SHORT PROBLEM =>
How many lines in the items below contain the string "dark"? Reply with the number alone.

********

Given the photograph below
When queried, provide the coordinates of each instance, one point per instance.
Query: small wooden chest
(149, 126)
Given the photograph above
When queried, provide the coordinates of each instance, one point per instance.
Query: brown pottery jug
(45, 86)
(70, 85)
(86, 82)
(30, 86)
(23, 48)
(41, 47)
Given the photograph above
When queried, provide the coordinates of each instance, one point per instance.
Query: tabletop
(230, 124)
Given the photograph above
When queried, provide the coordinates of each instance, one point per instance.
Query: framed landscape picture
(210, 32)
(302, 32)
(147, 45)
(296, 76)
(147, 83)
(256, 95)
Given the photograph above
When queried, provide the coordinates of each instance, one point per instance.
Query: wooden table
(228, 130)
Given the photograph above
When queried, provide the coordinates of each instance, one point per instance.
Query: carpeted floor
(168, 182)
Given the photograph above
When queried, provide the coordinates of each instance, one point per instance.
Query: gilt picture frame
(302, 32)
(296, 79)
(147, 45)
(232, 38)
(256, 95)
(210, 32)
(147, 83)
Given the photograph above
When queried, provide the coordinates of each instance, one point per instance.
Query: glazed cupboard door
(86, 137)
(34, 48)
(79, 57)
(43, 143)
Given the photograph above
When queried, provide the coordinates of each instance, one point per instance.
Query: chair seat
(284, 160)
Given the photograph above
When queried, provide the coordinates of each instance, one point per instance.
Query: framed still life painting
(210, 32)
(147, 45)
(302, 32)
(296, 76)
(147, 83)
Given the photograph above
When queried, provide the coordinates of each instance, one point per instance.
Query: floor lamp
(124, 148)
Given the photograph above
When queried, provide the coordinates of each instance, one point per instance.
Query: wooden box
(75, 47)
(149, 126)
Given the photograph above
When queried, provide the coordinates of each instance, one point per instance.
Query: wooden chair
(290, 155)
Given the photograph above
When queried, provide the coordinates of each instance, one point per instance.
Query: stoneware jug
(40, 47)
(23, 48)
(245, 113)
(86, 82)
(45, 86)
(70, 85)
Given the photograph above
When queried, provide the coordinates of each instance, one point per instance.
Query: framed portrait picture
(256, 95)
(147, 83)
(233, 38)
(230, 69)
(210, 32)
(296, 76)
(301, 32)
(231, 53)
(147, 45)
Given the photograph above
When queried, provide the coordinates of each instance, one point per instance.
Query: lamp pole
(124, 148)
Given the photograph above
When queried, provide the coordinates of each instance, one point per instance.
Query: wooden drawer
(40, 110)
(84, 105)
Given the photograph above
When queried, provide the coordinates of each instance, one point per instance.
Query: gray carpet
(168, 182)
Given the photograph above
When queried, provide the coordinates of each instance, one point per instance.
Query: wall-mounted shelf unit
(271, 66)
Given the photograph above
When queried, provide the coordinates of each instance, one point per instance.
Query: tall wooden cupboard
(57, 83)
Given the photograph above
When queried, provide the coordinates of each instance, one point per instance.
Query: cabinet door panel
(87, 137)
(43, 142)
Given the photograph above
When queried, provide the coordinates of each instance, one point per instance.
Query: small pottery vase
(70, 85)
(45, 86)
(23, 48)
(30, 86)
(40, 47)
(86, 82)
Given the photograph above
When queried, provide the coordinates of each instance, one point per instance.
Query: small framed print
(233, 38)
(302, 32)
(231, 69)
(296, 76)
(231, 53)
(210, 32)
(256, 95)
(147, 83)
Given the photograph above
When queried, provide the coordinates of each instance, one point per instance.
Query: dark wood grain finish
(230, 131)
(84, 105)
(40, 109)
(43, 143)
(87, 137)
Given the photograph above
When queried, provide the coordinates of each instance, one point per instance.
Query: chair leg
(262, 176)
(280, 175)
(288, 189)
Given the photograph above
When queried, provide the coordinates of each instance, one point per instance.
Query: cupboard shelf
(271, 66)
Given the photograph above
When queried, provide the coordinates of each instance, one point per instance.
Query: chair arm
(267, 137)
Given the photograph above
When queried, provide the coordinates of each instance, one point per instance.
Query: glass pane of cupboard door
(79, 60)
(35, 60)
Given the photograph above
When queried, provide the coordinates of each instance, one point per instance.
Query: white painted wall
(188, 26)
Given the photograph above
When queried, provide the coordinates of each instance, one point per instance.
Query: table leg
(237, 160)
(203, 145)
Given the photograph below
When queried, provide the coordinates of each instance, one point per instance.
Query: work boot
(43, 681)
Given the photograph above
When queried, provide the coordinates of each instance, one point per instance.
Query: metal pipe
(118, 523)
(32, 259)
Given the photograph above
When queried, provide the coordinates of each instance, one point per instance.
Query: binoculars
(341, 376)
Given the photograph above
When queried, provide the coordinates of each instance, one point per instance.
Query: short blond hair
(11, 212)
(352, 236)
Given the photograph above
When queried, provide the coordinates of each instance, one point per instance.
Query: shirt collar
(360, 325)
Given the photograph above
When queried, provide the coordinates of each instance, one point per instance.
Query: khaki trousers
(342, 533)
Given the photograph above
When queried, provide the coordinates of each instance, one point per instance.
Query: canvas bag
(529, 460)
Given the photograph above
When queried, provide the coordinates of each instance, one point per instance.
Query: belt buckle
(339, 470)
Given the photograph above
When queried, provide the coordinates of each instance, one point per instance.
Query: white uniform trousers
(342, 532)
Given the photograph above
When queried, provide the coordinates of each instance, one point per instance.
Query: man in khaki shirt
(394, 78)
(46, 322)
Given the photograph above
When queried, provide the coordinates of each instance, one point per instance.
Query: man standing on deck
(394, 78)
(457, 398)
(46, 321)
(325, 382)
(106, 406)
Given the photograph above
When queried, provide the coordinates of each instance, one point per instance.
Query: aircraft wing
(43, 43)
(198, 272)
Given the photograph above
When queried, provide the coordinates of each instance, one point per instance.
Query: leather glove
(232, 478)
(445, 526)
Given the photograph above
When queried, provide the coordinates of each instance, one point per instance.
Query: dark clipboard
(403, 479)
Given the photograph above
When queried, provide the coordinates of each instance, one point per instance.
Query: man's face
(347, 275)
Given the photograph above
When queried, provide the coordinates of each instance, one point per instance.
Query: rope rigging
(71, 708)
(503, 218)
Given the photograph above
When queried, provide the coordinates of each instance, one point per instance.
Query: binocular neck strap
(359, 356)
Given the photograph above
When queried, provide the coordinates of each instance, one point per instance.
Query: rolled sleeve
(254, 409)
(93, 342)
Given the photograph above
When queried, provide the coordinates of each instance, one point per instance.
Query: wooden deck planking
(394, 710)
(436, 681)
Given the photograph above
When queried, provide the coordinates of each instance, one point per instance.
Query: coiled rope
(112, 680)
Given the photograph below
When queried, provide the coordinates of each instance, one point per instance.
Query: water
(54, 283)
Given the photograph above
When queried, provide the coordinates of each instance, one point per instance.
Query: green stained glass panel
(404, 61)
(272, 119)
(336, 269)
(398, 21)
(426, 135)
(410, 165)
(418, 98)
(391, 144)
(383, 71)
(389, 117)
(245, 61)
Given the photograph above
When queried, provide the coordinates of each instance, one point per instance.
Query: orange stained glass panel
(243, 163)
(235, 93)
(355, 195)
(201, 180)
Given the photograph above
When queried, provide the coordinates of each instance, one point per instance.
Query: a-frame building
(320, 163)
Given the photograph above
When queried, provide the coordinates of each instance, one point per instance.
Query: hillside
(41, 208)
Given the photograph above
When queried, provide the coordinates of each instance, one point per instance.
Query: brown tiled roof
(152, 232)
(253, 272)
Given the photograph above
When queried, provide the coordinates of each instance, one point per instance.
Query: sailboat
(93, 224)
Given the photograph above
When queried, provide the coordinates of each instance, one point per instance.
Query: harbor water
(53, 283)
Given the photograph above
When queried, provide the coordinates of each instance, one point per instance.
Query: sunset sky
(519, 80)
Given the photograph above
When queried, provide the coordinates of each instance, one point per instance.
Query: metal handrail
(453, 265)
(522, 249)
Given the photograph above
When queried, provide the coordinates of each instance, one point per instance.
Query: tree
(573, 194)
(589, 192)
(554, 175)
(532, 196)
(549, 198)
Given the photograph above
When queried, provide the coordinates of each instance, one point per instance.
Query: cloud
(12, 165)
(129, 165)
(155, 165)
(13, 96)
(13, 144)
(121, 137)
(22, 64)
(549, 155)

********

WRITTEN ANSWER =>
2